___ Excerto do documento ___

Nas conclusões formuladas os recorrentes retomaram a temática do erro na decisão da matéria de facto, designadamente nas enunciadas sob os n.ºs 14., 15., 16. e 18.
"14º. A Sentença proferida está inquinada por erro de julgamento quanto à matéria de facto apurada, que condicionou as conclusões de direito proferidas.
15º. Não pode ser ignorado que os meios de prova descriminados impunham uma conclusão diferente quanto ao reconhecimento dos AA. como possuidores das fracções me causa.
16º. Na perspectiva dos Recorrentes, da douta Sentença extrai-se que a Mª Juiz incorreu em erro de julgamento, pois avaliou deficientemente alguns pontos da matéria de facto, o que levou a uma incorrecta subsunção dos factos dados como provados ao direito aplicável.
(…)

___

**Exercícios a resolver:**
A. Indique se cada afirmação está de acordo com o excerto do recurso, respondendo sim ou não e citando as palavras decisivas: (i) nas conclusões, os recorrentes retomaram a temática do erro na decisão da matéria de facto; (ii) os recorrentes consideram que a Sentença avaliou corretamente todos os pontos da matéria de facto; (iii) a conclusão n.º 17 consta entre as enunciadas sobre essa temática.
B. Redija a continuação do excerto do recurso a partir do ponto em que termina.
As entradas provêm de uma fonte distinta do excerto do recurso.

___ Excertos dos registos ___

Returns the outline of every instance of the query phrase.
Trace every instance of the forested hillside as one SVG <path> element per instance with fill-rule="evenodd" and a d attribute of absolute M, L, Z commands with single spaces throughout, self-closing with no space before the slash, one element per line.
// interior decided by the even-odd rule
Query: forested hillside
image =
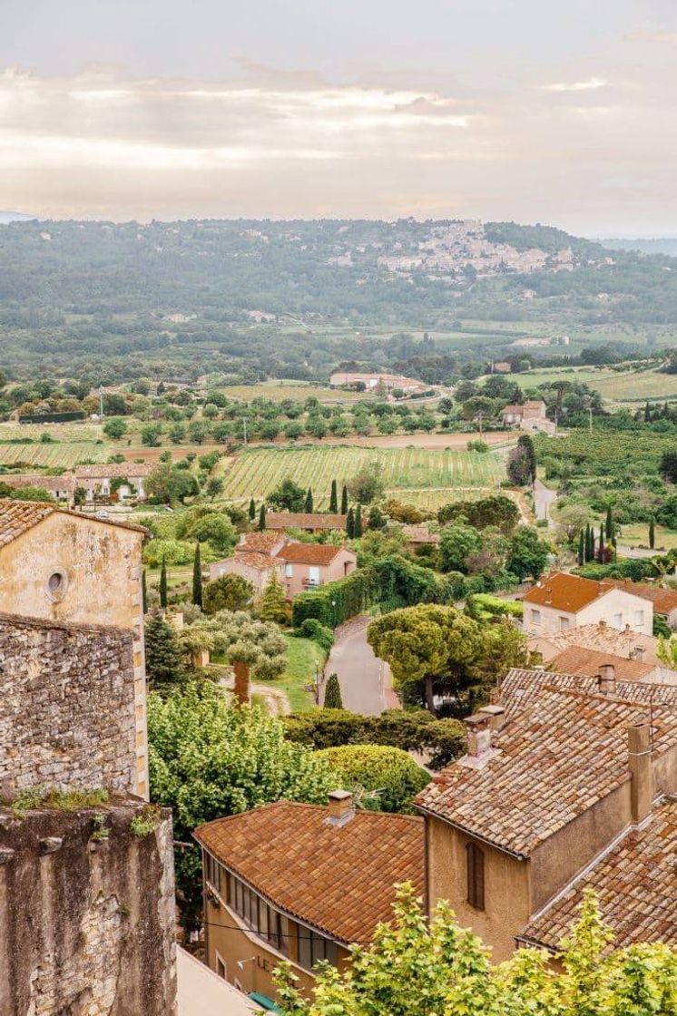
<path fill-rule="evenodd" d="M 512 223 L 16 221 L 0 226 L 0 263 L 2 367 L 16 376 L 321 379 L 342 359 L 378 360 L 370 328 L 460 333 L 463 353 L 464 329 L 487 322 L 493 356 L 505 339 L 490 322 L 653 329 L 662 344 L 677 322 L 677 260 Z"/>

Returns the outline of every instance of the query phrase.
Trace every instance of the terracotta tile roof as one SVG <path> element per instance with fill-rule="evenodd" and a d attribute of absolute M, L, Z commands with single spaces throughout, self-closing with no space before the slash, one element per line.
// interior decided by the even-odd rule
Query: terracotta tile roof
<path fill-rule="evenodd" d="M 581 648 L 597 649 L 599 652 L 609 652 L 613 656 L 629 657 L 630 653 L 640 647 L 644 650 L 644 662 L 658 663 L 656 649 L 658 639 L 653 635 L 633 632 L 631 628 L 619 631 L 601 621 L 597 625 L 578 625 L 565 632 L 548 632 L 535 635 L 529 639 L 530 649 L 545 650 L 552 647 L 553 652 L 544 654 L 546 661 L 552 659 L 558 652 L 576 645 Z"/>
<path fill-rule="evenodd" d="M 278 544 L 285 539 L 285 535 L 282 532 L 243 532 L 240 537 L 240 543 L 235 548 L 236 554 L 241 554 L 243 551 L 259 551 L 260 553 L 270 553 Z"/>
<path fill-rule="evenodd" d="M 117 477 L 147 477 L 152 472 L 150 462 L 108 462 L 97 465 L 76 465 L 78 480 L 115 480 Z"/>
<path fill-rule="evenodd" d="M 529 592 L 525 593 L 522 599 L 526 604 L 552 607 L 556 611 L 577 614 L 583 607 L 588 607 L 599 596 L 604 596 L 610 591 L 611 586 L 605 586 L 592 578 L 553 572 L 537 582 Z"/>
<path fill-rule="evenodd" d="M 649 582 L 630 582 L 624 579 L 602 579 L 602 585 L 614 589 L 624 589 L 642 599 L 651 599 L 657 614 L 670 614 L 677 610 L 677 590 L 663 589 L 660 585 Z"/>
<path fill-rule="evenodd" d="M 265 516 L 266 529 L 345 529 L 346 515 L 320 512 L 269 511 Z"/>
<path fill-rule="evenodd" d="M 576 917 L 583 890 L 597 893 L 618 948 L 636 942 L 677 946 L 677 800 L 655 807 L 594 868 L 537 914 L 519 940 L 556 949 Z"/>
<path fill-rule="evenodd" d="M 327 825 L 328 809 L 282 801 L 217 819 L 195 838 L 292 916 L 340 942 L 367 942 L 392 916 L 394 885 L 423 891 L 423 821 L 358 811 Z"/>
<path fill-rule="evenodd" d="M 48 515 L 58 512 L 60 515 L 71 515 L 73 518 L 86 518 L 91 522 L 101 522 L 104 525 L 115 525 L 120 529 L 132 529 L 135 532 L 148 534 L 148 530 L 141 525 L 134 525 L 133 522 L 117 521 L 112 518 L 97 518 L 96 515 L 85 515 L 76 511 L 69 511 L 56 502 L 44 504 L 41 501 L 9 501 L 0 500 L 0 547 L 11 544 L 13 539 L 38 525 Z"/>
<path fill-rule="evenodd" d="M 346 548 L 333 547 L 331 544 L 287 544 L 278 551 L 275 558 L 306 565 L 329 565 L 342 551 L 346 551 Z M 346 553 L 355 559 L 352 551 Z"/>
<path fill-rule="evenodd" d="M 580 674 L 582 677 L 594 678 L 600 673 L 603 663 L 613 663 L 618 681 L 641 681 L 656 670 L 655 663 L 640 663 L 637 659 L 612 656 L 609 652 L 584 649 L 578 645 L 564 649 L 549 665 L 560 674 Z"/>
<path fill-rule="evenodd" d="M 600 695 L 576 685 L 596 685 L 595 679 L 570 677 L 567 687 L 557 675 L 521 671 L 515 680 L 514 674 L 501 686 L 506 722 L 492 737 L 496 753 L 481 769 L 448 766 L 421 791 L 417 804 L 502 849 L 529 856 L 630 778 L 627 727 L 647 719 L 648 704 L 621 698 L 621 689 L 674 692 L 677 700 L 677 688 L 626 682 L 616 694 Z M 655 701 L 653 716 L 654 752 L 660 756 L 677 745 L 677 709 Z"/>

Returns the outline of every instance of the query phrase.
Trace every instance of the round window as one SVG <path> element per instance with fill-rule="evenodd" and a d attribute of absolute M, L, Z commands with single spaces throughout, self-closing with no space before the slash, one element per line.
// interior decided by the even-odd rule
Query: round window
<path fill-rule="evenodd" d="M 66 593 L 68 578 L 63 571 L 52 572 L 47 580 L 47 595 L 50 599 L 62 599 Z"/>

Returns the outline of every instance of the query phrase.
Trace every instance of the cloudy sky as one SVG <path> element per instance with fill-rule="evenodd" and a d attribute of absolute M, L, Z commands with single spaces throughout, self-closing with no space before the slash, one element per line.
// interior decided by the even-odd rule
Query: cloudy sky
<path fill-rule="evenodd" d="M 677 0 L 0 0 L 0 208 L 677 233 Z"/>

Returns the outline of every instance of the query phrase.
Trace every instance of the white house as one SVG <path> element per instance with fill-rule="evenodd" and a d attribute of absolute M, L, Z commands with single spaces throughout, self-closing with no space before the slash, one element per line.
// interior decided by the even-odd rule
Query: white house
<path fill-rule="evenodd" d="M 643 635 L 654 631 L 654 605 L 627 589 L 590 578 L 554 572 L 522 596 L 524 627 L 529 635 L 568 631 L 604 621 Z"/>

___
___ Excertos dos registos ___

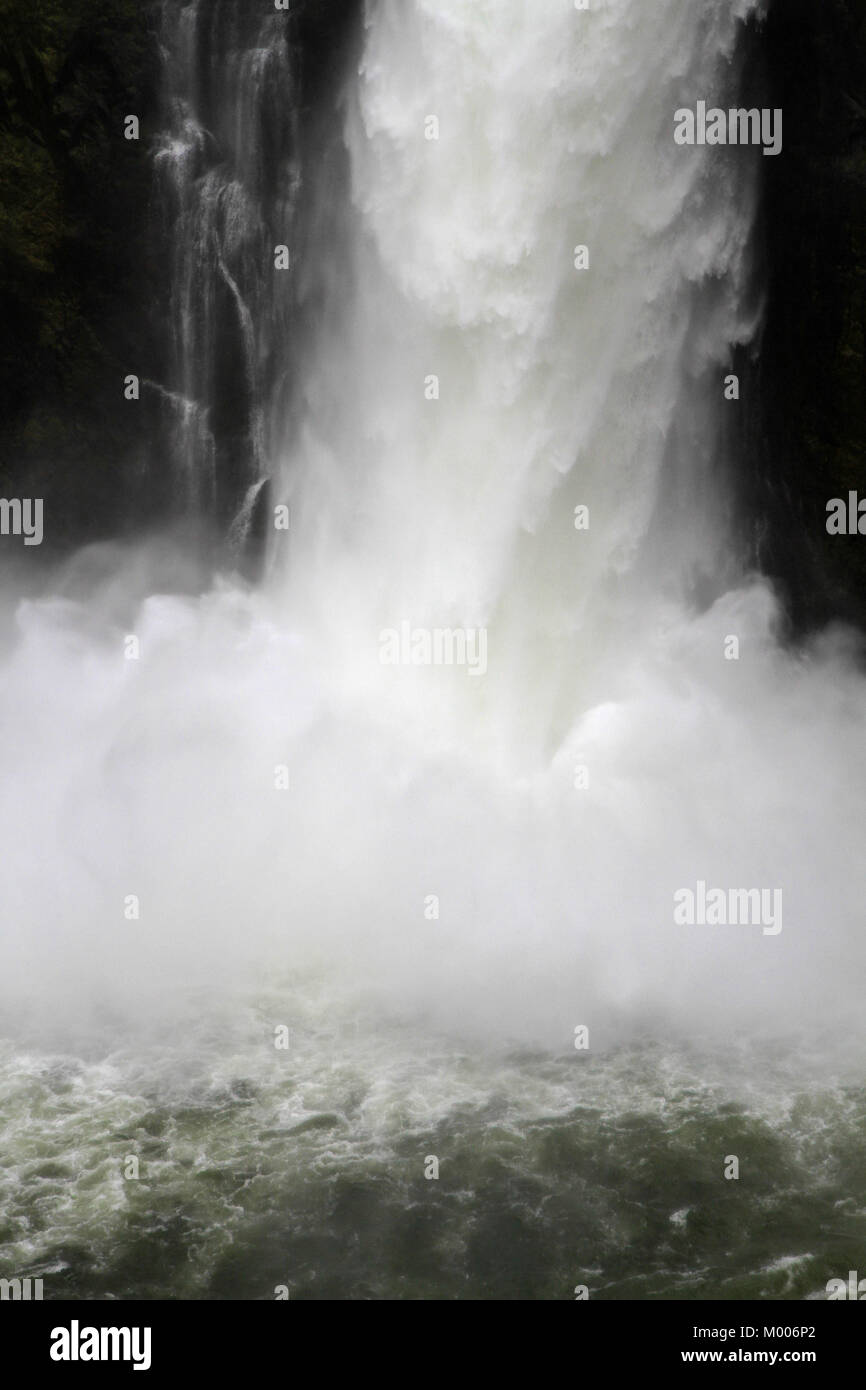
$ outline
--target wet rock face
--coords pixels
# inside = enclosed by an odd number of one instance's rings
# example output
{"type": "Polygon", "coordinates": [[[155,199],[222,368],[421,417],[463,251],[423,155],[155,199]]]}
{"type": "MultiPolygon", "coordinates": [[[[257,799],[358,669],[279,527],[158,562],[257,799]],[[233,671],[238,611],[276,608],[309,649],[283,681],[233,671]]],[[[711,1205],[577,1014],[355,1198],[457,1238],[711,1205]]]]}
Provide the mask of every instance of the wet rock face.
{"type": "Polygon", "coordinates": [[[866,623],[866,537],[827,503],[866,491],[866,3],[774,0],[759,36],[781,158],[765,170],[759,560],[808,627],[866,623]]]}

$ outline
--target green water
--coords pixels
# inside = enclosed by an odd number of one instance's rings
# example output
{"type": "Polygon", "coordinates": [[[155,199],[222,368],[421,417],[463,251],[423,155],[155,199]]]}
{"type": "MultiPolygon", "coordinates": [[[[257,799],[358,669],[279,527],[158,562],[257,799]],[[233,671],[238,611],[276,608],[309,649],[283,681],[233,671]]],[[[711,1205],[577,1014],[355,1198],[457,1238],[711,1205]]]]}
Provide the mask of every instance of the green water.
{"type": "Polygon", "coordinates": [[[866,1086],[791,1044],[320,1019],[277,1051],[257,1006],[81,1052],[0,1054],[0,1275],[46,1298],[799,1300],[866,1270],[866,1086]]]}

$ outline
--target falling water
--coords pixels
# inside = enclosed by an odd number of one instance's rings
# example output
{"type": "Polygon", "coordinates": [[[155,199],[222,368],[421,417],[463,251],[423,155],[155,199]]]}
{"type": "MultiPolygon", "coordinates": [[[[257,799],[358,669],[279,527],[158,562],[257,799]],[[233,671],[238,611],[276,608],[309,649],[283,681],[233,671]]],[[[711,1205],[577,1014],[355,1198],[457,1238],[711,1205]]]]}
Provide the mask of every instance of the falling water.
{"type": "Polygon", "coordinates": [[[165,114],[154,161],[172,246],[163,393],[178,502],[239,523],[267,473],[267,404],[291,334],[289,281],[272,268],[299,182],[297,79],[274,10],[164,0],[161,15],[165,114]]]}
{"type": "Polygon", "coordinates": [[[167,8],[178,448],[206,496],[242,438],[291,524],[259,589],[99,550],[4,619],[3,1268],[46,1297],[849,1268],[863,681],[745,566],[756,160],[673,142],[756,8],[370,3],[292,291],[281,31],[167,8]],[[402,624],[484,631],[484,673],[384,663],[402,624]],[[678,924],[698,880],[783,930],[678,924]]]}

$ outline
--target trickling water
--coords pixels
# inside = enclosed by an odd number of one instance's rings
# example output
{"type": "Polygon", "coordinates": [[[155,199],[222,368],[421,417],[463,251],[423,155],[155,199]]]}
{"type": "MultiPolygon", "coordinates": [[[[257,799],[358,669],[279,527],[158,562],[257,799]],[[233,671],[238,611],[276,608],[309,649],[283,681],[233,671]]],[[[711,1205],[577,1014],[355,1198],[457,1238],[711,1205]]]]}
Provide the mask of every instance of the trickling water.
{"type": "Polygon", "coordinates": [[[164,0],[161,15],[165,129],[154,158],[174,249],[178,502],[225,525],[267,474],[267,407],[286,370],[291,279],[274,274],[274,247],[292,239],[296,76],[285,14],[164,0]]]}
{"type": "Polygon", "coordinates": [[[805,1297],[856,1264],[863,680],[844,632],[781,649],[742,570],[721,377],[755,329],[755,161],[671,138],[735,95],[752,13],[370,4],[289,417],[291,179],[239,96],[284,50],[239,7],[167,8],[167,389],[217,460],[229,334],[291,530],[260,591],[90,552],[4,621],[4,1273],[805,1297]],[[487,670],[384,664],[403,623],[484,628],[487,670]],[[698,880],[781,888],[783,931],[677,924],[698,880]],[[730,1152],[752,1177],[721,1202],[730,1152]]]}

___

**Respostas aos exercícios:**
A.
(i) Sim: "os recorrentes retomaram a temática do erro na decisão da matéria de facto".
(ii) Não: "avaliou deficientemente alguns pontos da matéria de facto".
(iii) Não: "designadamente nas enunciadas sob os n.ºs 14., 15., 16. e 18."

B.
18º. Tendo em conta a prova disponível nos autos e a produzida em sede de julgamento, designadamente a testemunhal, existem pontos da matéria de facto que se mostram mal julgados, distorcendo desta forma a decisão de direito formulada, razão pela qual especificamente se impugnam para efeitos do artigo 640º do CPC.
Face ao teor da alegação e transcritas conclusões importa, antes de mais, verificar se foram observados os ónus formulados pelo convocado artigo 640.º do CPC.
Dispõe o n.º 1 do mencionado preceito que, sendo impugnada a decisão sobre a matéria de facto, deverá o recorrente obrigatoriamente especificar, sob pena de rejeição, “a) os concretos pontos de facto que considera incorrectamente julgados; b) os concretos meios probatórios, constantes do processo ou do registo ou gravação nele realizada, que impunham decisão sobre os pontos da matéria de facto impugnados diversa da recorrida; c) a decisão que, no seu entender, deve ser proferida sobre as questões de facto impugnadas” (vide n.º 1).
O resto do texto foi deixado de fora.